Consignes à suivre:
1. Traduisez en anglais cette phrase de l'extrait sur les « gilets jaunes » : « Il avait acquiescé : il n’était pas dans une opposition, mais dans une compréhension des fragilités sociales. »
2. Dans l'extrait sur les « gilets jaunes », recopiez mot pour mot le passage allant de « Selon vous, tout » jusqu'à « qu’il faut travailler. » inclus.

Selon vous, tout espoir d’amélioration vient-il du monde d’en haut ?
Oui, mais ce sera très difficile. La question de savoir comment reconnecter les gens se pose.
L’émergence du mouvement des « gilets jaunes » est-elle symptomatique du divorce entre le président Macron, perçu comme faisant partie du monde d’en haut, et une partie de la population ?
Effectivement, on observe là une déconnexion. On a l’illustration d’un enfermement au sens large : preuve en est l’état de sidération du monde politique et notamment du gouvernement par rapport à ce mouvement quand il a surgi. J’espère un atterrissage en douceur, qui doit passer par une réactivation du pouvoir des élus locaux. Je vois la démocratie ainsi : donner les compétences et le pouvoir aux élus sur le territoire, qui ont d’ailleurs des projets pour développer leur territoire. C’est dans ce sens-là qu’il faut travailler.
J’ai rencontré Emmanuel Macron lorsqu’il était ministre de l’Économie ; je lui avais montré des cartes de la France périphérique - pratiquement un copié-collé de la carte de la « révolte des ronds-points ». Il avait acquiescé : il n’était pas dans une opposition, mais dans une compréhension des fragilités sociales. Le fait est que le modèle tel qu’il est aujourd’hui crée de la richesse et de l’emploi, soit, mais il ne fait pas société. Le président Macron est-il toujours dans cette logique de premier de cordée ? Si oui, c’est l’impasse. En revanche, s’il est prêt à remettre en cause ses représentations de la société et des territoires, la situation peut s’améliorer.

Enregistrements de données:
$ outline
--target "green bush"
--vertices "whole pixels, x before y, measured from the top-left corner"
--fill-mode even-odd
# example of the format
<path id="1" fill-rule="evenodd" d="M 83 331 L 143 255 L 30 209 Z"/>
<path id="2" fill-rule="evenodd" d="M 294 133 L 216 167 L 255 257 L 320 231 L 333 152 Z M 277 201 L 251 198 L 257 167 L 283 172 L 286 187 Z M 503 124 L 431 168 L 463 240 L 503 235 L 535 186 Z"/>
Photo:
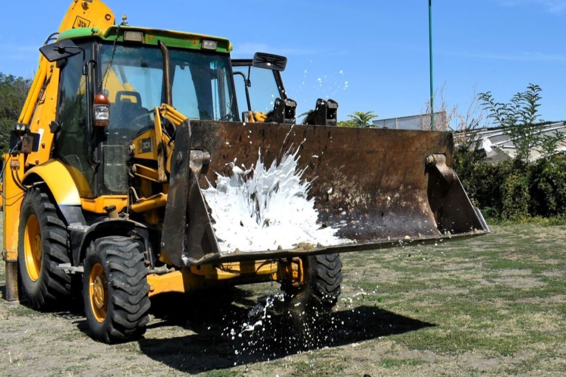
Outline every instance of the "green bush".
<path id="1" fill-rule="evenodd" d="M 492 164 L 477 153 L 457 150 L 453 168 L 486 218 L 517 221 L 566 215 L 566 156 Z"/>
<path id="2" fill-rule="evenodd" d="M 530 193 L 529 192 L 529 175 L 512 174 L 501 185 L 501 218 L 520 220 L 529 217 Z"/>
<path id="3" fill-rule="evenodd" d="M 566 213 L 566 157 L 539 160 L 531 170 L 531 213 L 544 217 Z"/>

Liste des réponses:
1. He had agreed: he was not in a stance of opposition, but of understanding of social fragilities.

2.
Selon vous, tout espoir d’amélioration vient-il du monde d’en haut ?
Oui, mais ce sera très difficile. La question de savoir comment reconnecter les gens se pose.
L’émergence du mouvement des « gilets jaunes » est-elle symptomatique du divorce entre le président Macron, perçu comme faisant partie du monde d’en haut, et une partie de la population ?
Effectivement, on observe là une déconnexion. On a l’illustration d’un enfermement au sens large : preuve en est l’état de sidération du monde politique et notamment du gouvernement par rapport à ce mouvement quand il a surgi. J’espère un atterrissage en douceur, qui doit passer par une réactivation du pouvoir des élus locaux. Je vois la démocratie ainsi : donner les compétences et le pouvoir aux élus sur le territoire, qui ont d’ailleurs des projets pour développer leur territoire. C’est dans ce sens-là qu’il faut travailler.